## [Goal 1]
Count the lines in the entries that contain the string "sleeve", treating uppercase and lowercase as different, and reply with the number alone.

## [Excerpt]
== == ==

Get a sparse summary of the calibration
Usage
getCalibrationSummary(
prediction,
predictionType,
typeColumn = "evaluation",
numberOfStrata = 10,
truncateFraction = 0.05
)Arguments
- prediction
A prediction object as generated using the
predictfunctions.- predictionType
The type of prediction (binary or survival)
- typeColumn
A column that is used to stratify the results
- numberOfStrata
The number of strata in the plot.
- truncateFraction
This fraction of probability values will be ignored when plotting, to avoid the x-axis scale being dominated by a few outliers.
Details
Generates a sparse summary showing the predicted probabilities and the observed fractions. Predictions are stratified into equally sized bins of predicted probabilities.
Examples
# simulate data
data("simulationProfile")
plpData <- simulatePlpData(simulationProfile, n = 500, seed = 42)
#> Generating covariates
#> Generating cohorts
#> Generating outcomes
# create study population, split into train/test and preprocess with default settings
population <- createStudyPopulation(plpData, outcomeId = 3)

== == ==

## [Data for the task]
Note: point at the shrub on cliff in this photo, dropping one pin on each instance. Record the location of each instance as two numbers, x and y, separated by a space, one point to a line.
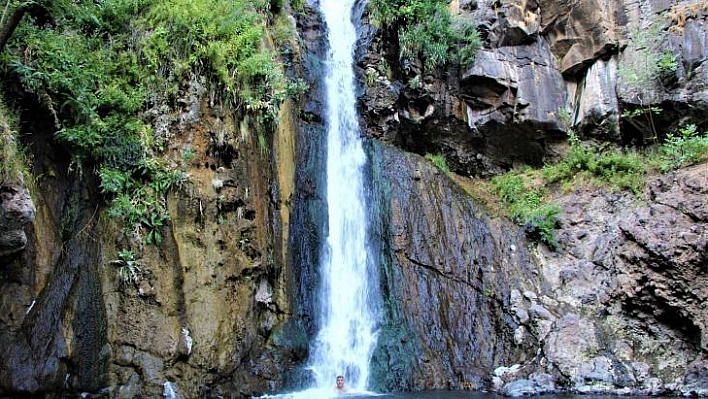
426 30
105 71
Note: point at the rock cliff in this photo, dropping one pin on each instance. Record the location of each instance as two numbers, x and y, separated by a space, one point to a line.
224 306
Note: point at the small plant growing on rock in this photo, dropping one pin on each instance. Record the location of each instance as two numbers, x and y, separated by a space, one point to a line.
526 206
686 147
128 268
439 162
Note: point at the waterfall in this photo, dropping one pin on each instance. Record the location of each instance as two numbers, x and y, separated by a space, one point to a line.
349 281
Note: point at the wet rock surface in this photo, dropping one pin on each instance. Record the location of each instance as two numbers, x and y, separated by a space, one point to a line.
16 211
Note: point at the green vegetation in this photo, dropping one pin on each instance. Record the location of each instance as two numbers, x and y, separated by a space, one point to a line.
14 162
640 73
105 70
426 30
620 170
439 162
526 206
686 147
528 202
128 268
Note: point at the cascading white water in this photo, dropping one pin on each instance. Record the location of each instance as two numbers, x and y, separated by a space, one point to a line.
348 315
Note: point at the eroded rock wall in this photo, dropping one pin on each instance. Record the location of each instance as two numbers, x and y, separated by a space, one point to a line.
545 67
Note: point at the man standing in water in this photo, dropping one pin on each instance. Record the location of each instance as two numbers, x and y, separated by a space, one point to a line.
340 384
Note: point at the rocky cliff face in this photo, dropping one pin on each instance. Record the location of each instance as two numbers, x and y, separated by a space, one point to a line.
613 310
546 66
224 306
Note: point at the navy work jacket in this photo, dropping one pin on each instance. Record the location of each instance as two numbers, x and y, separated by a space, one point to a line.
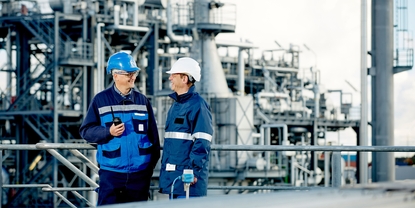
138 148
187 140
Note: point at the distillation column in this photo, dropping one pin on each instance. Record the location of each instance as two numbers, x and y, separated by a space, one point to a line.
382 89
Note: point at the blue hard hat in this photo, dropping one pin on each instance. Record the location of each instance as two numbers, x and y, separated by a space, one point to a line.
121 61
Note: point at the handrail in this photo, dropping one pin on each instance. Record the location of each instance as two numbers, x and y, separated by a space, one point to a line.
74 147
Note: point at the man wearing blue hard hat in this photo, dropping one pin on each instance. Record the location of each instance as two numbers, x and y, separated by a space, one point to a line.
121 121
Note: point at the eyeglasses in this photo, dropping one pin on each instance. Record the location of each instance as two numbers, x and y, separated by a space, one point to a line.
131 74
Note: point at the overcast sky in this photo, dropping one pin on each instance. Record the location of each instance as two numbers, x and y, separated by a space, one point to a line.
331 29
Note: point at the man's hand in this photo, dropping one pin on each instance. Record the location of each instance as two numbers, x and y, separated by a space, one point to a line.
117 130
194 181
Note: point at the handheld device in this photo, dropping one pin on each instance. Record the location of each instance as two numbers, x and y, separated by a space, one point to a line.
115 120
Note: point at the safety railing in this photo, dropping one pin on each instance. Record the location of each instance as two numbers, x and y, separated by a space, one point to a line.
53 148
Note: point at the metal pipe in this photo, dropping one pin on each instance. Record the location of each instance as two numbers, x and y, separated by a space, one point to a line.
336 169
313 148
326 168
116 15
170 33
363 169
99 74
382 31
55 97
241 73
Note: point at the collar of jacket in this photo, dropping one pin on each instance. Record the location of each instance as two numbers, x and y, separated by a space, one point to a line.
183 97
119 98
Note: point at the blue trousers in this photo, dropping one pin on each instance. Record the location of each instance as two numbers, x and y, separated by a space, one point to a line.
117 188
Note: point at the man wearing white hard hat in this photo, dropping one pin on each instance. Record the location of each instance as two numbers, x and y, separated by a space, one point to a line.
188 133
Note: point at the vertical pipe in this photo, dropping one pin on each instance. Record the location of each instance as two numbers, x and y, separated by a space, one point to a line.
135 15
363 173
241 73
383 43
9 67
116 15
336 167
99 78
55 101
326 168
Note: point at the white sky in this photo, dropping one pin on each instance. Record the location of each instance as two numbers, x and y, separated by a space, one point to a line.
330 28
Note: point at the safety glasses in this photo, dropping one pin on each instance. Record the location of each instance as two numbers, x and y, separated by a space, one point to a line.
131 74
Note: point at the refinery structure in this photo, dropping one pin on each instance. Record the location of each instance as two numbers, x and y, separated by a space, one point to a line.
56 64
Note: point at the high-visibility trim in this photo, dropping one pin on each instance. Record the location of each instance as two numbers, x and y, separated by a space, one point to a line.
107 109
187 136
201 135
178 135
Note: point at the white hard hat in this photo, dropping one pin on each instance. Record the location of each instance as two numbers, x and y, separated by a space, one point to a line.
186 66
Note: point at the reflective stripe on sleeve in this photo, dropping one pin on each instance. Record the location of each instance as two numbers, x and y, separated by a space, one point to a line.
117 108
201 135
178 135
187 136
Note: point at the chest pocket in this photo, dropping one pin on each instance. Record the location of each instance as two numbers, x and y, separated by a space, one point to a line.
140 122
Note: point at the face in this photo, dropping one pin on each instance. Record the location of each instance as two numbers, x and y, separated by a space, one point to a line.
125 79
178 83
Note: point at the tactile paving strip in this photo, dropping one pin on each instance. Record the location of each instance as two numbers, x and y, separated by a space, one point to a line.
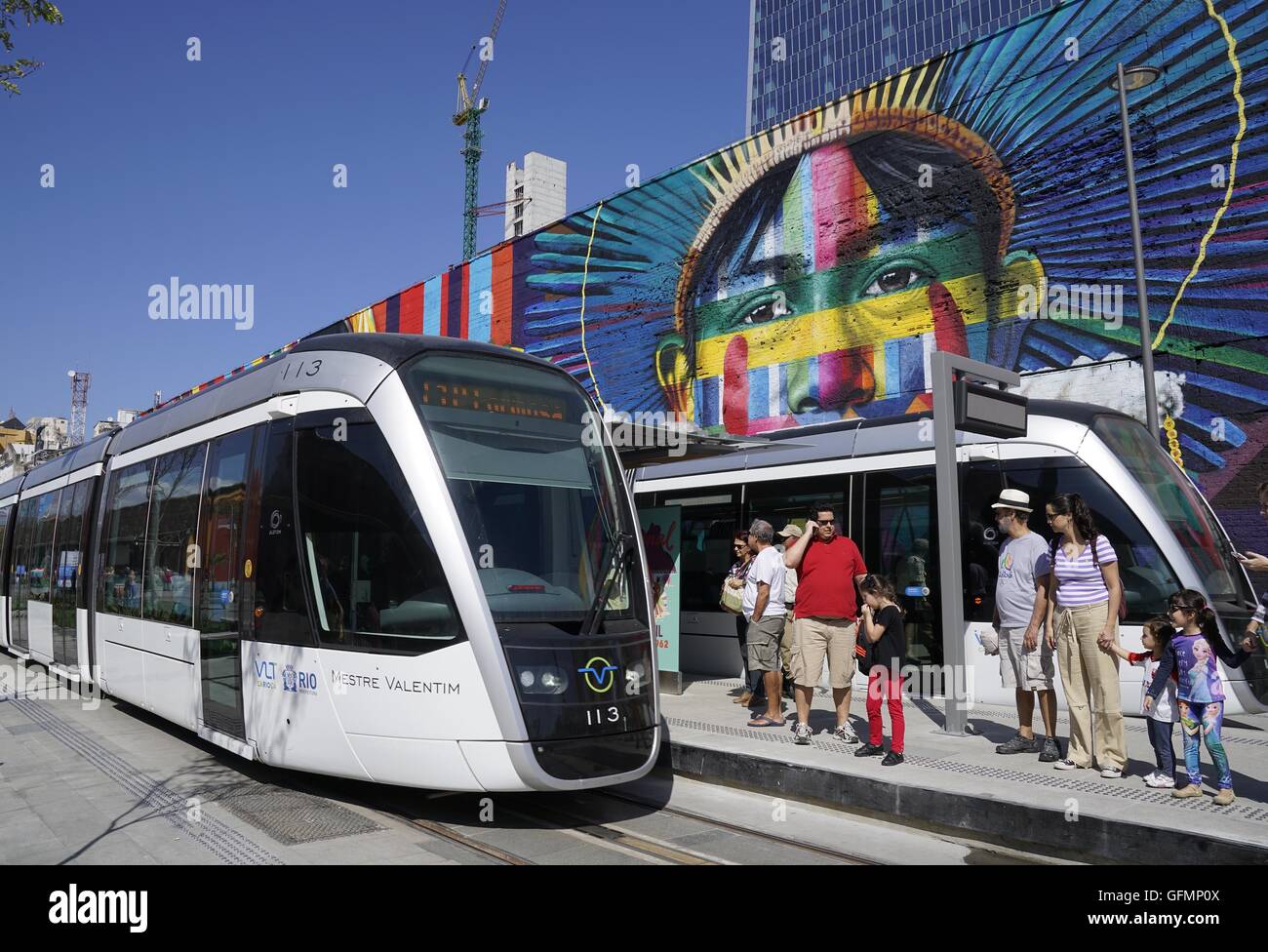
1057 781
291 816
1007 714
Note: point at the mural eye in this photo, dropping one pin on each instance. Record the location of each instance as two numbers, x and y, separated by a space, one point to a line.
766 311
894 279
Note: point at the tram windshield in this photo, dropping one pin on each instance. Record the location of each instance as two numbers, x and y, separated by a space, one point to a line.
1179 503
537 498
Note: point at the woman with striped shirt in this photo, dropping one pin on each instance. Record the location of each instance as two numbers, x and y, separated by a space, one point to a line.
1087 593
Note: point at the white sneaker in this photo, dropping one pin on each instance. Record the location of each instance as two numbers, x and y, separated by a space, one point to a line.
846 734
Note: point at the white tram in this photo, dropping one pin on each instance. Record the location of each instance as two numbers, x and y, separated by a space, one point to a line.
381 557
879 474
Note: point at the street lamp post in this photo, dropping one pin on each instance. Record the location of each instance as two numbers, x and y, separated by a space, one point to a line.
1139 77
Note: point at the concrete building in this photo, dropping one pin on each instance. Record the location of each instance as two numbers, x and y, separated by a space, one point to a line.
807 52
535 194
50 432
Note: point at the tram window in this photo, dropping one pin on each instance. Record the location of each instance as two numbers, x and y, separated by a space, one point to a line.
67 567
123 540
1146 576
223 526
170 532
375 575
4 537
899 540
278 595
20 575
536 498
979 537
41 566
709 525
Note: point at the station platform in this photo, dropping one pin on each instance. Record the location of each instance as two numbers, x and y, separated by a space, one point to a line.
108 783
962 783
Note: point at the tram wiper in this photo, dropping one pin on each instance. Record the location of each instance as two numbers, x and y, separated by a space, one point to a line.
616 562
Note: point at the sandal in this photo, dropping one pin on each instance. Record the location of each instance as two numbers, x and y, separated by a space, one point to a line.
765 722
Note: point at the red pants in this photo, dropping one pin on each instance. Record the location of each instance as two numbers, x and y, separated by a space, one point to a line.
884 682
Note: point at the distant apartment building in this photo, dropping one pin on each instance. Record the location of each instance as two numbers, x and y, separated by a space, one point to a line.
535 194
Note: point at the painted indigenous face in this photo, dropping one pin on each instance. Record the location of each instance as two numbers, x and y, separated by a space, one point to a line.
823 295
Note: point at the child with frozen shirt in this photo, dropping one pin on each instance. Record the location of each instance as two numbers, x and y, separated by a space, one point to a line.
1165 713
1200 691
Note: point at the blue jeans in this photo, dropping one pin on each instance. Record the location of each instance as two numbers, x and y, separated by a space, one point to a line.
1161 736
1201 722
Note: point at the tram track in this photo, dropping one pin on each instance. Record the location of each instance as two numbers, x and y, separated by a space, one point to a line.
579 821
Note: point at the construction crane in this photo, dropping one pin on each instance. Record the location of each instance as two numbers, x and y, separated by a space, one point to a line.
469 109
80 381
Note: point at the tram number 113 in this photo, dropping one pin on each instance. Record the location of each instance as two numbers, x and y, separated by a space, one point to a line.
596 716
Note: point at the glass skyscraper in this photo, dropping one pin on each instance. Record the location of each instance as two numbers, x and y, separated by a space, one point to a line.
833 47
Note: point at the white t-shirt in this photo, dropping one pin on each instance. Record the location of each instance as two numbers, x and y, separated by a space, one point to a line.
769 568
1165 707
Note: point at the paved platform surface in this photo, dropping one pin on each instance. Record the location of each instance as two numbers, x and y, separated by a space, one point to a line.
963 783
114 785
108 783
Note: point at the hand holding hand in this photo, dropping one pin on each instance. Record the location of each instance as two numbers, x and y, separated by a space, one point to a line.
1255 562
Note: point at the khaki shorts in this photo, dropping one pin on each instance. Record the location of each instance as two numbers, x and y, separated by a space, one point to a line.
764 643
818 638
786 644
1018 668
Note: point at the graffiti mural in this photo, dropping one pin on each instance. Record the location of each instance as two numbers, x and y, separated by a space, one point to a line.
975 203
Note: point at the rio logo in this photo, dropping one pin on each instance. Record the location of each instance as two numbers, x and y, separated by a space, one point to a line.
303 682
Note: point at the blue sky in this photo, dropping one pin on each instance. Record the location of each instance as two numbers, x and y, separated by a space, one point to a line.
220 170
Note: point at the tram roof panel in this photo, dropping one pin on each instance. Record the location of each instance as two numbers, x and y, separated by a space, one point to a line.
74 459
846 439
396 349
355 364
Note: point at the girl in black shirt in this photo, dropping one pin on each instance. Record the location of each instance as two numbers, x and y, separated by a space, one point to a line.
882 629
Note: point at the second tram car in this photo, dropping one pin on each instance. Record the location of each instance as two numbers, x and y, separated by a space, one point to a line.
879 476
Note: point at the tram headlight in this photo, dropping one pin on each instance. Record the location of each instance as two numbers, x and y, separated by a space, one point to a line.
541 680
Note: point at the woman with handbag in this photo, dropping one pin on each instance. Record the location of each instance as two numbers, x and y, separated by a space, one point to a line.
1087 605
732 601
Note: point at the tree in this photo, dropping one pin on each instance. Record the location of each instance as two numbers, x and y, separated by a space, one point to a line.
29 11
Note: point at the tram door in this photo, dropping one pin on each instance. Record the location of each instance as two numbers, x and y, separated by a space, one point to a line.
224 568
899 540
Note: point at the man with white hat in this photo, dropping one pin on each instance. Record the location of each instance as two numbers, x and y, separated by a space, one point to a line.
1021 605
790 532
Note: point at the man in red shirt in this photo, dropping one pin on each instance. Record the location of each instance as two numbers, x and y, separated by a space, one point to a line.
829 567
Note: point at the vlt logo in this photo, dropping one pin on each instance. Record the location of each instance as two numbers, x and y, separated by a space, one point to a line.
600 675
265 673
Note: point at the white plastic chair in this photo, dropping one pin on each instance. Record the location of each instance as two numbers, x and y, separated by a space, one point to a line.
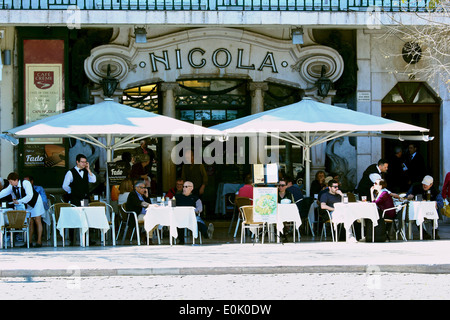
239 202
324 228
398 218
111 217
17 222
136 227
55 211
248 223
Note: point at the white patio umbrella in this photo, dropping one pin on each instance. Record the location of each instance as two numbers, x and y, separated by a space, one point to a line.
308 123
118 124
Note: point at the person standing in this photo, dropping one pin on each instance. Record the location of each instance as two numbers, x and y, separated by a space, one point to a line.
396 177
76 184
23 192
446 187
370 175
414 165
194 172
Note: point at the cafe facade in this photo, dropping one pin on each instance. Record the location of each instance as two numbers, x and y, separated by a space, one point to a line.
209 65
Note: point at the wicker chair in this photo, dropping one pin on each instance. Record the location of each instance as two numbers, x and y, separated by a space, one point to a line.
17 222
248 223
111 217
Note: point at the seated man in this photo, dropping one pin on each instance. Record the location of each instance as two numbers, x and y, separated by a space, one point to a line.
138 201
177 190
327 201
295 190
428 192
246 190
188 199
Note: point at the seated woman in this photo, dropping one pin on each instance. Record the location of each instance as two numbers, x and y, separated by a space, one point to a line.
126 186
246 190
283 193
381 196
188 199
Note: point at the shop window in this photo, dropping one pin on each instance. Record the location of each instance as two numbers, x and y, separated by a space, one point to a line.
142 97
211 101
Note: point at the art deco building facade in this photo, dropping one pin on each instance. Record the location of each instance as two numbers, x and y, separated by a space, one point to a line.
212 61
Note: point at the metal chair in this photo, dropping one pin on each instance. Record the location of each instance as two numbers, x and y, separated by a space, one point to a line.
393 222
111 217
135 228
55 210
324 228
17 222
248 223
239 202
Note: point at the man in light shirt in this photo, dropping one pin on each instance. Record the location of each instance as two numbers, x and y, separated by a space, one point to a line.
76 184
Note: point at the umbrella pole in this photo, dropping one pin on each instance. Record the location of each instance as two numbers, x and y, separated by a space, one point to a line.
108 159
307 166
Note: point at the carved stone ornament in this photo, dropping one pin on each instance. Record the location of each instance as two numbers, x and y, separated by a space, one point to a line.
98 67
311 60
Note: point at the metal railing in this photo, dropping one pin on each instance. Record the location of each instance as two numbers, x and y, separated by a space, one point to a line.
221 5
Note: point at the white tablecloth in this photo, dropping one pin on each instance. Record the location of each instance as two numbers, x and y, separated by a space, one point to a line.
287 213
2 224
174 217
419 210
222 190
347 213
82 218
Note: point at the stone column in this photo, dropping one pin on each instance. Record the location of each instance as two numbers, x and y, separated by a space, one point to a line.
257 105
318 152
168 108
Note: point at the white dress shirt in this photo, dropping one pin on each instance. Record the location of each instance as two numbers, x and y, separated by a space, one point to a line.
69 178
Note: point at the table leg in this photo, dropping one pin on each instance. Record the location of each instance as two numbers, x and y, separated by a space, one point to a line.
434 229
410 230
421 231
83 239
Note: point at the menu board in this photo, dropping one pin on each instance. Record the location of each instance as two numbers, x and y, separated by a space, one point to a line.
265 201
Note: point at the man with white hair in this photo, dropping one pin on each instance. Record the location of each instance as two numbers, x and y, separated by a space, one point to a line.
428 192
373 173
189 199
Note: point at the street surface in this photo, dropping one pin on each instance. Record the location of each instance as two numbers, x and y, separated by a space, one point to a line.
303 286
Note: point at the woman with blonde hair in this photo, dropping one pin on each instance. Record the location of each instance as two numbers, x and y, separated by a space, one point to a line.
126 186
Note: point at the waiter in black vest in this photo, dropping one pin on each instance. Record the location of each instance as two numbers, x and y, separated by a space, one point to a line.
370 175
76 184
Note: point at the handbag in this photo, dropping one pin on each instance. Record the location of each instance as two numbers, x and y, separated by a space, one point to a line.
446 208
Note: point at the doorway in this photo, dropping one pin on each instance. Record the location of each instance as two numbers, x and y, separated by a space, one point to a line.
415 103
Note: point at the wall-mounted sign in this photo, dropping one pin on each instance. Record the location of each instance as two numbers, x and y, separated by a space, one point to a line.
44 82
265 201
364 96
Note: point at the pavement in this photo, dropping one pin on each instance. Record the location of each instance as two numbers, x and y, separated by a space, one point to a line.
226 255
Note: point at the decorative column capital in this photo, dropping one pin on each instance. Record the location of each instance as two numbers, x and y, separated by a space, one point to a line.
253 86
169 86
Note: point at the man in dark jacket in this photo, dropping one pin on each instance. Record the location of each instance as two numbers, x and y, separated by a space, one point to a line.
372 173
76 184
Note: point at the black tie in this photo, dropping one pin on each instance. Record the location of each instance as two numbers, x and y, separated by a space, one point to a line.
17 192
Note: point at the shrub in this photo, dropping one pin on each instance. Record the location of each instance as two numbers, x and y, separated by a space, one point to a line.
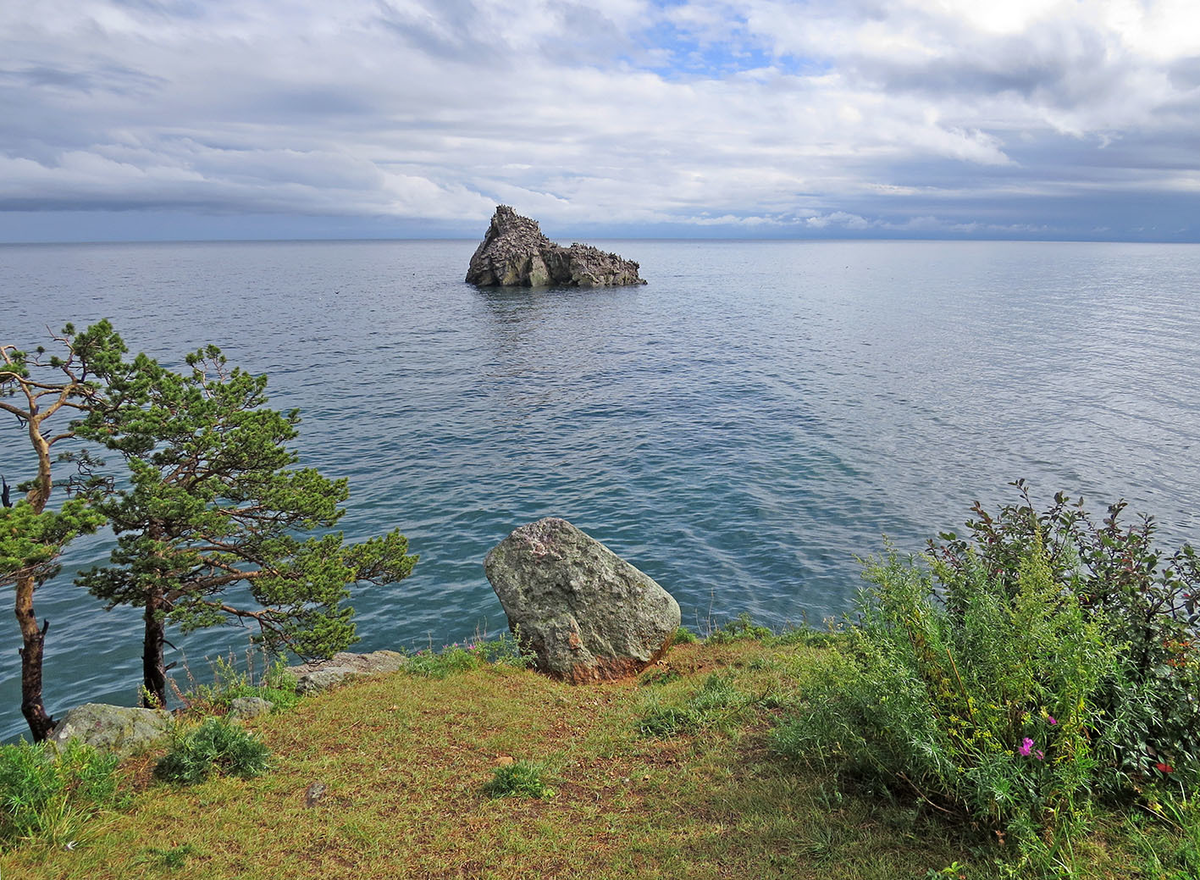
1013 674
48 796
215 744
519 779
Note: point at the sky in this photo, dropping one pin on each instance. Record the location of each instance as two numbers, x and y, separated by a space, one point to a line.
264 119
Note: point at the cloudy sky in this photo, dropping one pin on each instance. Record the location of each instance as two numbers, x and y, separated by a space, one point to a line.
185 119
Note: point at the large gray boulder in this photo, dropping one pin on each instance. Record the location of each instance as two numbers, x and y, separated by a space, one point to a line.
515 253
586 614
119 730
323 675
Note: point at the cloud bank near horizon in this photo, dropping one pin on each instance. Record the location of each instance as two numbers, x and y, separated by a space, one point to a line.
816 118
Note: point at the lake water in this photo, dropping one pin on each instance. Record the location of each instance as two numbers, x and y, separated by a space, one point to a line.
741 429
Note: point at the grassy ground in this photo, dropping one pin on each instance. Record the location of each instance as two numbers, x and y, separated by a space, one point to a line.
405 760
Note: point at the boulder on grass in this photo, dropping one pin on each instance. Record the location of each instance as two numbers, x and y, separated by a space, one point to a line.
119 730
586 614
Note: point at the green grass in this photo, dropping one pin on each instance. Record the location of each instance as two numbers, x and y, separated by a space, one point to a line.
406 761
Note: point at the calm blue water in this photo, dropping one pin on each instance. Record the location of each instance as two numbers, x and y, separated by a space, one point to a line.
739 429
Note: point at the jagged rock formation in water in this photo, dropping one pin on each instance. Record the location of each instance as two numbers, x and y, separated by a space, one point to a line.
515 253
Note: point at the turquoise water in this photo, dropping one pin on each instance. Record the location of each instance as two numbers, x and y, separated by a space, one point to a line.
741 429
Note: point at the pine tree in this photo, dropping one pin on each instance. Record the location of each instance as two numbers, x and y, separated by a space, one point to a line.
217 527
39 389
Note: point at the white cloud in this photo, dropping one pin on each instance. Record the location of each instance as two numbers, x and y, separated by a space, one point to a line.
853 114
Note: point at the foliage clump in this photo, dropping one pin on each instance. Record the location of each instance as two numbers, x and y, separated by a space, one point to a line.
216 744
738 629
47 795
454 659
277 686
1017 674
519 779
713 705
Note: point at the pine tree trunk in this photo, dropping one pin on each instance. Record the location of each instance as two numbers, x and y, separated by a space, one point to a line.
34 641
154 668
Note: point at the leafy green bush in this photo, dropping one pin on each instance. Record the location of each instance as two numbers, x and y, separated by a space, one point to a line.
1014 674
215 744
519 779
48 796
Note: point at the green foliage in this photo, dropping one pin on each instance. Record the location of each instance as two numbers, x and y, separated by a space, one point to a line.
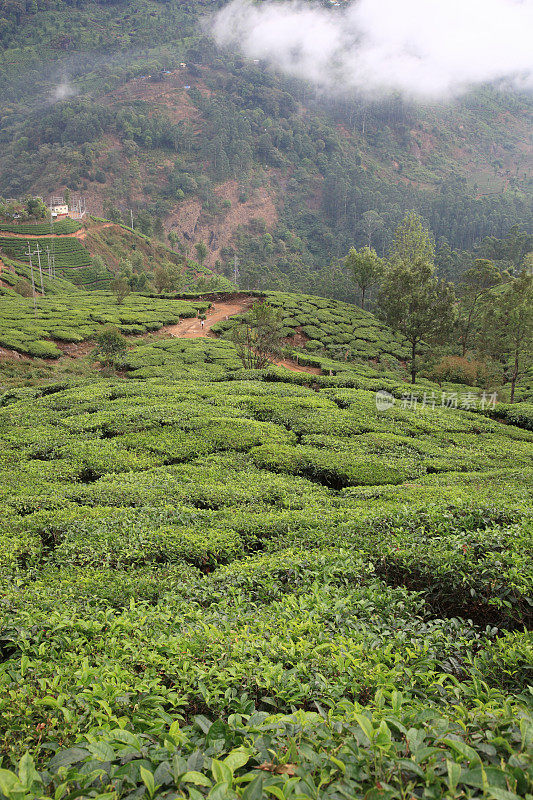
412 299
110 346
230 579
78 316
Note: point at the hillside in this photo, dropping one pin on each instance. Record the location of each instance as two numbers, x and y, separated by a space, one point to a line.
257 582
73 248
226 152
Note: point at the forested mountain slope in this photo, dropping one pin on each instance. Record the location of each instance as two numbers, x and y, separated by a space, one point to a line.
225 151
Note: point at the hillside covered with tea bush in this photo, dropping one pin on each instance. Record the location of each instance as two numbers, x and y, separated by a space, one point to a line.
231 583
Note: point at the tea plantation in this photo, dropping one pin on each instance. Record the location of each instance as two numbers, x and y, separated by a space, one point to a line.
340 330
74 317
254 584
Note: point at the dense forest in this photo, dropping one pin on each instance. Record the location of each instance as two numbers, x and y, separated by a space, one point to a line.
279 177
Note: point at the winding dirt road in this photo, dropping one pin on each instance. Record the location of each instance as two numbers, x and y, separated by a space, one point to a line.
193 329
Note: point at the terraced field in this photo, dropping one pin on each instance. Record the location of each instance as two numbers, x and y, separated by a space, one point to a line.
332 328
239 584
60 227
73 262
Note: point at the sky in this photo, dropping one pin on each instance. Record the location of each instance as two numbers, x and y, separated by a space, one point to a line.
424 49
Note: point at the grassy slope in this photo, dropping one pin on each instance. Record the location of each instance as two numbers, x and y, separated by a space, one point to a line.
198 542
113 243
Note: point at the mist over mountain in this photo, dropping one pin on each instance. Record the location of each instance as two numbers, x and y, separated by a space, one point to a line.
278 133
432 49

== == ==

## [Goal 2]
According to the calibration summary documentation, why does the truncateFraction argument leave some probability values out when plotting? Answer in one to three sentences.

## [Expected output 1]
1

## [Expected output 2]
The truncateFraction argument makes that fraction of probability values be ignored when plotting. This keeps a few outliers from dominating the x-axis scale.